Format every line of the rows below as a Markdown table with two columns, Index for the line number and Entry for the line itself, skipping blank lines. Leave the pictures out of the answer.
--*--
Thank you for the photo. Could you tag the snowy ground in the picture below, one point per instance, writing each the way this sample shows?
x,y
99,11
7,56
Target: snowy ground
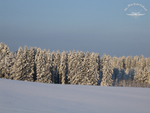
x,y
31,97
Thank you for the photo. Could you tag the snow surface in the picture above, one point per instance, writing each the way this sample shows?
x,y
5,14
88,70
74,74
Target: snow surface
x,y
31,97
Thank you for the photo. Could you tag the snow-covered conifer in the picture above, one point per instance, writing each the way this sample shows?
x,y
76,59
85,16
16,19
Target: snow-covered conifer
x,y
63,68
43,67
107,71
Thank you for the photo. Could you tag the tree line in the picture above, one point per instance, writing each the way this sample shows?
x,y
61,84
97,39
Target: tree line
x,y
36,65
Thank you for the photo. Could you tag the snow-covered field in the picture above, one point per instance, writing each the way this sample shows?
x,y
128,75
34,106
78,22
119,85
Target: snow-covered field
x,y
31,97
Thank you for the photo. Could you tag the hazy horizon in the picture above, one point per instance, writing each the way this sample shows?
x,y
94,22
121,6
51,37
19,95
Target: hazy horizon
x,y
94,26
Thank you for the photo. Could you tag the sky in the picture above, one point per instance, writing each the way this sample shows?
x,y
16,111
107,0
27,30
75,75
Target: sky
x,y
31,97
99,26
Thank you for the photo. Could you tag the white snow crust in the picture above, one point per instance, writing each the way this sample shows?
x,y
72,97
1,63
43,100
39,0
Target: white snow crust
x,y
31,97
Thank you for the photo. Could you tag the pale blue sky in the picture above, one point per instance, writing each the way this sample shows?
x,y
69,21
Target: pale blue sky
x,y
100,26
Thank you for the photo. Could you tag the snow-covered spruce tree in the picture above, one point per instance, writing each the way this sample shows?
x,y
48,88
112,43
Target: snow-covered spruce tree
x,y
75,68
57,66
121,76
68,68
148,62
17,68
142,62
53,66
43,67
107,71
63,68
138,75
23,68
4,61
91,66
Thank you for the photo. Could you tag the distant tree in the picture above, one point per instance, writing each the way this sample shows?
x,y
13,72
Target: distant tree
x,y
63,68
4,61
17,68
57,66
43,67
142,62
107,71
148,62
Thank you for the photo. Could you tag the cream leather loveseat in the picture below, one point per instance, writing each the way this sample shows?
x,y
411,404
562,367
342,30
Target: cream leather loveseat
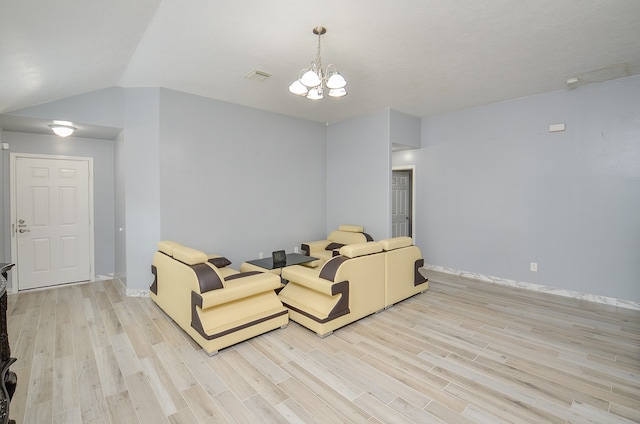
x,y
363,279
324,249
216,305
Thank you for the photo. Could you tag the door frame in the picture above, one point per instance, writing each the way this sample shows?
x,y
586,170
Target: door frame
x,y
15,283
412,170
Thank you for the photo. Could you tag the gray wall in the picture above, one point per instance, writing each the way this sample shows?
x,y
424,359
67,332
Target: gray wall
x,y
102,152
141,170
404,131
5,255
119,204
497,191
238,181
359,174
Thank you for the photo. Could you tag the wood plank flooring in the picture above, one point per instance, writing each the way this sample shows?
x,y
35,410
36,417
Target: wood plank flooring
x,y
463,352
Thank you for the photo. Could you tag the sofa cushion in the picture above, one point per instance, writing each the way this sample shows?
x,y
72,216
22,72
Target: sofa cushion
x,y
189,256
333,246
396,243
360,249
346,237
167,246
351,228
219,261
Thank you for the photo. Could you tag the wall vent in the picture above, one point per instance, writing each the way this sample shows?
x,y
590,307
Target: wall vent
x,y
257,75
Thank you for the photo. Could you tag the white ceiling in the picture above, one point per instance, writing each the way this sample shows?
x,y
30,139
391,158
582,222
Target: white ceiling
x,y
419,57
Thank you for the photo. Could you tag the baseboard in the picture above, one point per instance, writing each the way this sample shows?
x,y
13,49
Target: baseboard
x,y
621,303
137,293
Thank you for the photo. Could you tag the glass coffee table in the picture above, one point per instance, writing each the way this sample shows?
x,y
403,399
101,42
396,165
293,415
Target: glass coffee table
x,y
292,259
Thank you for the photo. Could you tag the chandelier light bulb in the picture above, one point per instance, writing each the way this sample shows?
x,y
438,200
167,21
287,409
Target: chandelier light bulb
x,y
315,80
315,94
337,92
336,80
310,79
298,88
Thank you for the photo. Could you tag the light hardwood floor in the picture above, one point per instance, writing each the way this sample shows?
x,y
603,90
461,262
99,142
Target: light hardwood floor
x,y
462,352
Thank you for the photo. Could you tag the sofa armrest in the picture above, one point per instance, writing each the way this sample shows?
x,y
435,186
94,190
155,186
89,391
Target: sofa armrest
x,y
240,288
309,278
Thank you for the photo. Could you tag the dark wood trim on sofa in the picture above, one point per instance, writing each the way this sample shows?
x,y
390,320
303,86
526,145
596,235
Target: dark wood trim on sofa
x,y
196,301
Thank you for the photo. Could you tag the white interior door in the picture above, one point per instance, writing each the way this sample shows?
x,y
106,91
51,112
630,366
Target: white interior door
x,y
53,237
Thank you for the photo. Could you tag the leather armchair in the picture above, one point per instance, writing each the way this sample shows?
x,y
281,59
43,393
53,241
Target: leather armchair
x,y
326,249
216,305
346,288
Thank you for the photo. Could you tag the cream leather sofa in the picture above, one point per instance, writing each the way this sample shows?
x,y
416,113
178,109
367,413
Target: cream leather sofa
x,y
326,249
403,261
363,279
216,305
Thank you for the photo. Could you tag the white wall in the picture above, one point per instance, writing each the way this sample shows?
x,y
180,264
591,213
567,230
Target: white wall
x,y
498,191
359,174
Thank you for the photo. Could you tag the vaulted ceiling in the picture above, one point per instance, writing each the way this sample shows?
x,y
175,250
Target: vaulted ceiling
x,y
419,57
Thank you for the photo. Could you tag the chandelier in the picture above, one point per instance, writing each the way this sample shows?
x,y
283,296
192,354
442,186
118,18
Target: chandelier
x,y
313,81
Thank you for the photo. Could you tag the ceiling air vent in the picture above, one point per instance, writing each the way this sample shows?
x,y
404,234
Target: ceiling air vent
x,y
257,75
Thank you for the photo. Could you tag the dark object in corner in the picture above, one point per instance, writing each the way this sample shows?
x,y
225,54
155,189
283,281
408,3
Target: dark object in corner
x,y
279,258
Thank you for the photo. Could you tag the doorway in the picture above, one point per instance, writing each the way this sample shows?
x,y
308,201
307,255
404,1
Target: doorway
x,y
51,220
402,201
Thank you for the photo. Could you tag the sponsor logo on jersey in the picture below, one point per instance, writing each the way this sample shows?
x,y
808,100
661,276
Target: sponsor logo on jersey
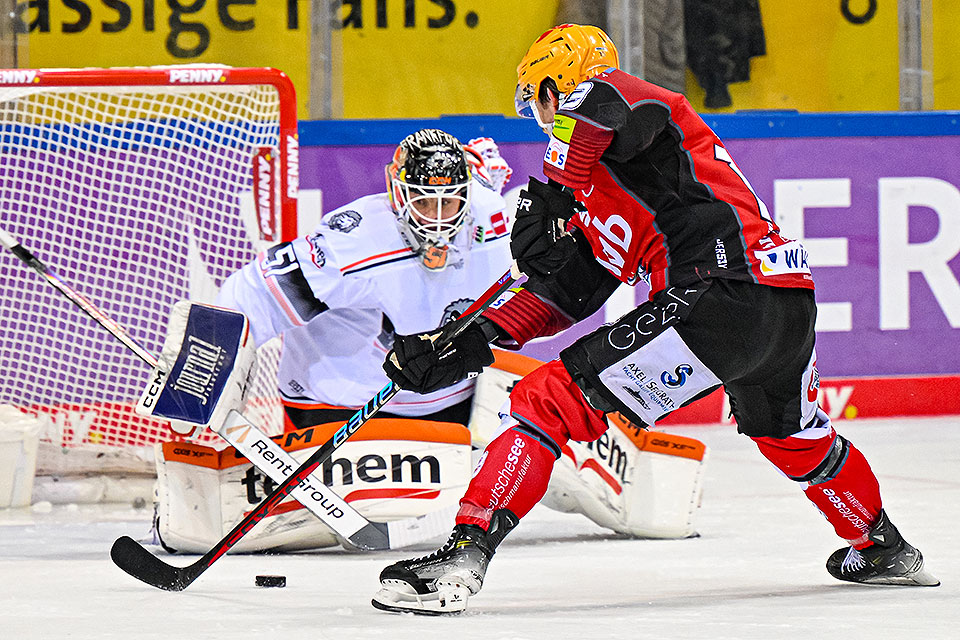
x,y
343,221
721,254
813,389
789,257
556,155
679,377
575,98
316,252
499,222
563,127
--*--
:: Written reply ::
| Index | Entry |
|---|---|
| 1 | Thank you for the photo. Could you tag the snowy ground in the picture below, one point per instance, writing each the way this sample shows? |
| 2 | x,y |
| 3 | 99,11 |
| 4 | 7,56 |
| 5 | Target: snowy ground |
| 6 | x,y |
| 7 | 31,97 |
| 8 | Thank you for the photo. Could you tag the snow surface in the picture above, one point per instance, writing each the way this sample shows? |
| 9 | x,y |
| 10 | 5,14 |
| 11 | 88,70 |
| 12 | 74,74 |
| 13 | Target: snow surface |
| 14 | x,y |
| 15 | 31,97 |
| 16 | Thank you for the photo. Could you tag the snow-covered conifer in the picture above, one point per instance, writing each the way this sample shows? |
| 17 | x,y |
| 18 | 76,59 |
| 19 | 85,16 |
| 20 | 16,19 |
| 21 | Target: snow-covered conifer |
| 22 | x,y |
| 23 | 63,68 |
| 24 | 43,67 |
| 25 | 107,71 |
| 26 | Thank you for the photo. Could you tag the tree line in the picture above, one point per instance, writing each the way this sample shows? |
| 27 | x,y |
| 28 | 61,84 |
| 29 | 97,39 |
| 30 | Target: tree line |
| 31 | x,y |
| 32 | 36,65 |
| 33 | Thank you for the photo. Could you tag the snow-covered field in the picture above, one point per instance, writing each the way this sample shows? |
| 34 | x,y |
| 35 | 128,75 |
| 36 | 34,106 |
| 37 | 78,22 |
| 38 | 119,85 |
| 39 | Target: snow-covered field |
| 40 | x,y |
| 41 | 31,97 |
| 42 | Thank you for the photo. Could you tag the hazy horizon in the picture above, one point per instance, writing each the way this sample shows? |
| 43 | x,y |
| 44 | 94,22 |
| 45 | 121,6 |
| 46 | 51,37 |
| 47 | 19,95 |
| 48 | Target: hazy horizon |
| 49 | x,y |
| 50 | 94,26 |
| 51 | Thank you for the photo. Could you tag the sky in the picture above, one point per instance, writing each the way this sample shows? |
| 52 | x,y |
| 53 | 16,111 |
| 54 | 107,0 |
| 55 | 27,30 |
| 56 | 75,75 |
| 57 | Target: sky |
| 58 | x,y |
| 59 | 31,97 |
| 60 | 99,26 |
| 61 | Thank you for the photo. Could you tag the white snow crust in the picture above, one point per instance, writing each the way this sample shows? |
| 62 | x,y |
| 63 | 72,97 |
| 64 | 1,63 |
| 65 | 43,100 |
| 66 | 39,0 |
| 67 | Target: white snow crust |
| 68 | x,y |
| 69 | 31,97 |
| 70 | Thank you for the photo. Could you tag the pale blue sky in the picture above, one point per instance, writing each the way this sample shows? |
| 71 | x,y |
| 72 | 69,21 |
| 73 | Target: pale blue sky |
| 74 | x,y |
| 75 | 100,26 |
| 76 | Thank you for the photo. Could you tag the snow-covered spruce tree in the picture above, one point per instance, writing each the way this sample shows? |
| 77 | x,y |
| 78 | 48,88 |
| 79 | 112,43 |
| 80 | Target: snow-covered spruce tree |
| 81 | x,y |
| 82 | 75,68 |
| 83 | 57,66 |
| 84 | 121,76 |
| 85 | 68,68 |
| 86 | 148,62 |
| 87 | 17,68 |
| 88 | 142,62 |
| 89 | 53,66 |
| 90 | 43,67 |
| 91 | 107,71 |
| 92 | 63,68 |
| 93 | 138,75 |
| 94 | 23,68 |
| 95 | 4,61 |
| 96 | 91,66 |
| 97 | Thank you for the photo. Could you tag the distant tree in the picture above, one point per instance, writing each the way this sample shows? |
| 98 | x,y |
| 99 | 13,72 |
| 100 | Target: distant tree |
| 101 | x,y |
| 102 | 63,68 |
| 103 | 4,61 |
| 104 | 17,68 |
| 105 | 57,66 |
| 106 | 43,67 |
| 107 | 142,62 |
| 108 | 107,71 |
| 109 | 148,62 |
| 110 | Thank you for the photo. Could you tag the cream leather loveseat in the picture below, one point per instance, writing each the way this sample shows? |
| 111 | x,y |
| 112 | 411,404 |
| 113 | 562,367 |
| 114 | 342,30 |
| 115 | Target: cream leather loveseat |
| 116 | x,y |
| 117 | 363,279 |
| 118 | 324,249 |
| 119 | 216,305 |
| 120 | Thank you for the photo. Could you tag the door frame in the picture above, one point per instance, writing each the way this sample shows? |
| 121 | x,y |
| 122 | 586,170 |
| 123 | Target: door frame |
| 124 | x,y |
| 125 | 15,283 |
| 126 | 412,170 |
| 127 | Thank you for the photo. Could you tag the gray wall in the picture above, one point per instance, writing each the way this sample shows? |
| 128 | x,y |
| 129 | 424,359 |
| 130 | 67,332 |
| 131 | Target: gray wall |
| 132 | x,y |
| 133 | 102,152 |
| 134 | 141,170 |
| 135 | 404,131 |
| 136 | 5,255 |
| 137 | 119,204 |
| 138 | 497,191 |
| 139 | 238,181 |
| 140 | 359,174 |
| 141 | Thank you for the photo. Could you tag the wood plank flooring in the picture above, one point per instance, writing each the way this sample shows? |
| 142 | x,y |
| 143 | 35,410 |
| 144 | 36,417 |
| 145 | Target: wood plank flooring |
| 146 | x,y |
| 147 | 463,352 |
| 148 | Thank you for the photo. Could you tag the sofa cushion in the picture above, one point per instance, writing each the way this sample shows? |
| 149 | x,y |
| 150 | 72,216 |
| 151 | 22,72 |
| 152 | Target: sofa cushion |
| 153 | x,y |
| 154 | 189,256 |
| 155 | 333,246 |
| 156 | 396,243 |
| 157 | 360,249 |
| 158 | 346,237 |
| 159 | 167,246 |
| 160 | 351,228 |
| 161 | 219,261 |
| 162 | Thank you for the photo. Could you tag the wall vent in the picture above, one point per instance, writing each the way this sample shows? |
| 163 | x,y |
| 164 | 590,307 |
| 165 | Target: wall vent |
| 166 | x,y |
| 167 | 257,75 |
| 168 | Thank you for the photo. Could you tag the white ceiling in the picture above, one point per instance, writing each the way this sample shows? |
| 169 | x,y |
| 170 | 30,139 |
| 171 | 391,158 |
| 172 | 582,222 |
| 173 | Target: white ceiling |
| 174 | x,y |
| 175 | 419,57 |
| 176 | Thank you for the photo. Could you tag the baseboard in the picture above, one point per instance, writing each the way this sample shows? |
| 177 | x,y |
| 178 | 13,49 |
| 179 | Target: baseboard |
| 180 | x,y |
| 181 | 621,303 |
| 182 | 137,293 |
| 183 | Thank you for the photo. Could you tag the glass coffee table in the picture above, one point per instance, writing each the way this sample shows? |
| 184 | x,y |
| 185 | 403,399 |
| 186 | 101,42 |
| 187 | 396,165 |
| 188 | 293,415 |
| 189 | Target: glass coffee table |
| 190 | x,y |
| 191 | 292,259 |
| 192 | Thank you for the photo. Could you tag the chandelier light bulb in the picture above, one point per instance, writing each the way this sample shows? |
| 193 | x,y |
| 194 | 438,200 |
| 195 | 167,21 |
| 196 | 287,409 |
| 197 | Target: chandelier light bulb |
| 198 | x,y |
| 199 | 315,80 |
| 200 | 315,94 |
| 201 | 337,92 |
| 202 | 336,80 |
| 203 | 310,79 |
| 204 | 298,88 |
| 205 | Thank you for the photo. Could you tag the light hardwood floor in the picture above, one point per instance, writing each the way this sample shows? |
| 206 | x,y |
| 207 | 603,90 |
| 208 | 461,262 |
| 209 | 99,142 |
| 210 | Target: light hardwood floor |
| 211 | x,y |
| 212 | 462,352 |
| 213 | Thank you for the photo. Could you tag the sofa armrest in the picture above, one point per instance, writing each the way this sample shows? |
| 214 | x,y |
| 215 | 435,186 |
| 216 | 94,190 |
| 217 | 155,186 |
| 218 | 89,391 |
| 219 | Target: sofa armrest |
| 220 | x,y |
| 221 | 240,288 |
| 222 | 309,278 |
| 223 | Thank you for the photo. Could you tag the dark wood trim on sofa in the picture above, one point per instance, writing each the way this sample shows? |
| 224 | x,y |
| 225 | 390,320 |
| 226 | 303,86 |
| 227 | 526,145 |
| 228 | 596,235 |
| 229 | Target: dark wood trim on sofa |
| 230 | x,y |
| 231 | 196,301 |
| 232 | Thank you for the photo. Could you tag the white interior door in the picture above, one point per instance, writing each the way this sample shows? |
| 233 | x,y |
| 234 | 106,91 |
| 235 | 51,112 |
| 236 | 630,366 |
| 237 | Target: white interior door |
| 238 | x,y |
| 239 | 53,237 |
| 240 | Thank you for the photo. Could you tag the leather armchair in the picture above, one point per instance, writing each the way this sample shows? |
| 241 | x,y |
| 242 | 281,59 |
| 243 | 43,393 |
| 244 | 53,241 |
| 245 | Target: leather armchair |
| 246 | x,y |
| 247 | 326,249 |
| 248 | 216,305 |
| 249 | 346,288 |
| 250 | Thank you for the photo. Could you tag the cream leather sofa in the picture above, one point per instance, writing each the way this sample shows? |
| 251 | x,y |
| 252 | 416,113 |
| 253 | 178,109 |
| 254 | 367,413 |
| 255 | Target: cream leather sofa |
| 256 | x,y |
| 257 | 326,249 |
| 258 | 403,261 |
| 259 | 363,279 |
| 260 | 216,305 |
| 261 | Thank you for the photo. Could you tag the white wall in the picture above, one point per instance, writing each the way this sample shows? |
| 262 | x,y |
| 263 | 180,264 |
| 264 | 591,213 |
| 265 | 567,230 |
| 266 | Target: white wall |
| 267 | x,y |
| 268 | 498,191 |
| 269 | 359,174 |
| 270 | Thank you for the photo. Could you tag the vaulted ceiling in the picture above, one point per instance, writing each the way this sample shows? |
| 271 | x,y |
| 272 | 175,250 |
| 273 | Target: vaulted ceiling |
| 274 | x,y |
| 275 | 419,57 |
| 276 | Thank you for the photo. Could you tag the chandelier in the picture above, one point per instance, writing each the way this sample shows? |
| 277 | x,y |
| 278 | 283,296 |
| 279 | 192,354 |
| 280 | 442,186 |
| 281 | 118,18 |
| 282 | Target: chandelier |
| 283 | x,y |
| 284 | 313,81 |
| 285 | Thank you for the photo. Could you tag the ceiling air vent in the picture above, one point per instance, writing each the way this sample shows? |
| 286 | x,y |
| 287 | 404,234 |
| 288 | Target: ceiling air vent |
| 289 | x,y |
| 290 | 257,75 |
| 291 | Thank you for the photo. Could you tag the dark object in corner in the picture above, one point per instance, writing each the way this sample shows? |
| 292 | x,y |
| 293 | 225,54 |
| 294 | 155,189 |
| 295 | 283,281 |
| 296 | 408,3 |
| 297 | Target: dark object in corner |
| 298 | x,y |
| 299 | 279,258 |
| 300 | Thank you for the photo. Could you tag the doorway in the picture above, one point per instance, writing each the way this sample shows? |
| 301 | x,y |
| 302 | 308,201 |
| 303 | 307,255 |
| 304 | 404,1 |
| 305 | Target: doorway |
| 306 | x,y |
| 307 | 51,220 |
| 308 | 402,201 |
| 309 | Thank you for the photo. Could you tag the sponsor logo on jersey in the picture below, one point per instance, writing each the way this sample shows? |
| 310 | x,y |
| 311 | 808,100 |
| 312 | 661,276 |
| 313 | Target: sponsor logo on jersey |
| 314 | x,y |
| 315 | 343,221 |
| 316 | 721,254 |
| 317 | 813,389 |
| 318 | 789,257 |
| 319 | 556,155 |
| 320 | 679,377 |
| 321 | 575,98 |
| 322 | 316,252 |
| 323 | 499,222 |
| 324 | 563,127 |